▶ [MATERIAL PROVIDED]:
-------

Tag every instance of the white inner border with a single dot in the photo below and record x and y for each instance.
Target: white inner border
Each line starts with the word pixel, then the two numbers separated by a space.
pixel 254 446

-------

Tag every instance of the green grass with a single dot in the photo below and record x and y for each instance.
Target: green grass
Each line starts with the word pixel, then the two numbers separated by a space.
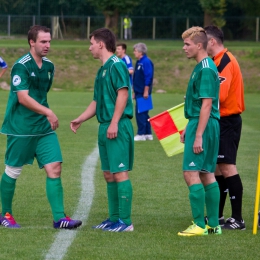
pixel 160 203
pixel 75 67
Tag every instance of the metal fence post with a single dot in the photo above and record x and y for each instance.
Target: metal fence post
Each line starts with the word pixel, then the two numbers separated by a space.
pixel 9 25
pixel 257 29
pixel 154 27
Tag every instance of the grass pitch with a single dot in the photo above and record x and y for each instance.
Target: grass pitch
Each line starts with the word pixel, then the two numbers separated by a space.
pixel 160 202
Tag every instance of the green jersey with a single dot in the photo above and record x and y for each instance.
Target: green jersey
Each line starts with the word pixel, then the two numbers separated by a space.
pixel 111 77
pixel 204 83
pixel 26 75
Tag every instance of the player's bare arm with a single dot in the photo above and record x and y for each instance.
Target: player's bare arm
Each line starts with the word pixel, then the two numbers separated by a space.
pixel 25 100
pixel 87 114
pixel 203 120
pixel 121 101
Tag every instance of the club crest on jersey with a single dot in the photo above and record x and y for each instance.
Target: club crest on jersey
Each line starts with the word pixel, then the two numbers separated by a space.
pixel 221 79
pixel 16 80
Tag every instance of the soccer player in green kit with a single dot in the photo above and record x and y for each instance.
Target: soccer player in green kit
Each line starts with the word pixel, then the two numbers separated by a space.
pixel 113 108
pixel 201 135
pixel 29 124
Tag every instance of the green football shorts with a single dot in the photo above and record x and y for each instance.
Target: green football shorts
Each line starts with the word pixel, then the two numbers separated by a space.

-------

▶ [TASK OBJECTIVE]: After reading the records above, work out how many lines contain "soccer" and give that number only.

▶ [SOLVED PROBLEM]: 2